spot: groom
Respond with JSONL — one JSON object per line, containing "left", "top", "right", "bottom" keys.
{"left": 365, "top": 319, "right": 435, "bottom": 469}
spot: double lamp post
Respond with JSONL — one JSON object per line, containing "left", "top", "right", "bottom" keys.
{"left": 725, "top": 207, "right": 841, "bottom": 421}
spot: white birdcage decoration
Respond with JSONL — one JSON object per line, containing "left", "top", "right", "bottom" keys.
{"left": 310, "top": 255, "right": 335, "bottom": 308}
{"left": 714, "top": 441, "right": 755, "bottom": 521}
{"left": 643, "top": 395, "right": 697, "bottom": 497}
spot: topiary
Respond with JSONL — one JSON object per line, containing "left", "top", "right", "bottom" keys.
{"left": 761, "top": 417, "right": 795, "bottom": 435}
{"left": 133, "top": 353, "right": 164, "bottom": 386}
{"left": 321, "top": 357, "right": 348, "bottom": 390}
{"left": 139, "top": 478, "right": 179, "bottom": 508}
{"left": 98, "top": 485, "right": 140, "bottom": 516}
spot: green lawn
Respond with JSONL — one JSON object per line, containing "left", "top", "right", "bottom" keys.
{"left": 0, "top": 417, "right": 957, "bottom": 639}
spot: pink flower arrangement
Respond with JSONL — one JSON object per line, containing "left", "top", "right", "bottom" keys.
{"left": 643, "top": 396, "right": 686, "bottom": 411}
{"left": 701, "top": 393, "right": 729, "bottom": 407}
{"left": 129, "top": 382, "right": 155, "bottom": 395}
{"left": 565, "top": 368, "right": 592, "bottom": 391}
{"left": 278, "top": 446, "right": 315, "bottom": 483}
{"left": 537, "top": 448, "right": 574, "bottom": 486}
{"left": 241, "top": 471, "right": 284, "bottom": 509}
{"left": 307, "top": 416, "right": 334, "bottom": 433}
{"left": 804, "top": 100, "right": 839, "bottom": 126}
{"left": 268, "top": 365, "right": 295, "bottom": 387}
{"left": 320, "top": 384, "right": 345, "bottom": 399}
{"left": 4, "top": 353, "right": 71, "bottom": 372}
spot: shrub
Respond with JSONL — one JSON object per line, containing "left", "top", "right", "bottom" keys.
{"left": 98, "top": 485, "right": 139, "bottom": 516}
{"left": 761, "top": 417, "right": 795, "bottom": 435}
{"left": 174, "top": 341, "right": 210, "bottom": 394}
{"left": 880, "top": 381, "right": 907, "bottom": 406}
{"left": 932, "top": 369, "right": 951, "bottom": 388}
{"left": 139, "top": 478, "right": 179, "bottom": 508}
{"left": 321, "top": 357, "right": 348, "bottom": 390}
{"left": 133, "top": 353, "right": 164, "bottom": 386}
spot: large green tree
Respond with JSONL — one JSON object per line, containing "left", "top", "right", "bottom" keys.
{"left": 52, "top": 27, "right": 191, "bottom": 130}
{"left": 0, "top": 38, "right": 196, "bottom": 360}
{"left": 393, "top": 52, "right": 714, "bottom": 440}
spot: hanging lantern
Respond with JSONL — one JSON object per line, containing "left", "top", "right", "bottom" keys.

▶ **Assignment**:
At the line with "spot: large green tree", begin reproducing the material above exactly, and continue through its last line.

▶ **Your solution**:
spot: large green tree
Respond with JSONL — one JSON object per line, containing "left", "top", "right", "bottom" keys.
{"left": 52, "top": 27, "right": 191, "bottom": 130}
{"left": 0, "top": 38, "right": 196, "bottom": 360}
{"left": 393, "top": 52, "right": 714, "bottom": 440}
spot: hanging lantern
Respond with JSONL — one JSON object per line, containing "left", "top", "right", "bottom" keys.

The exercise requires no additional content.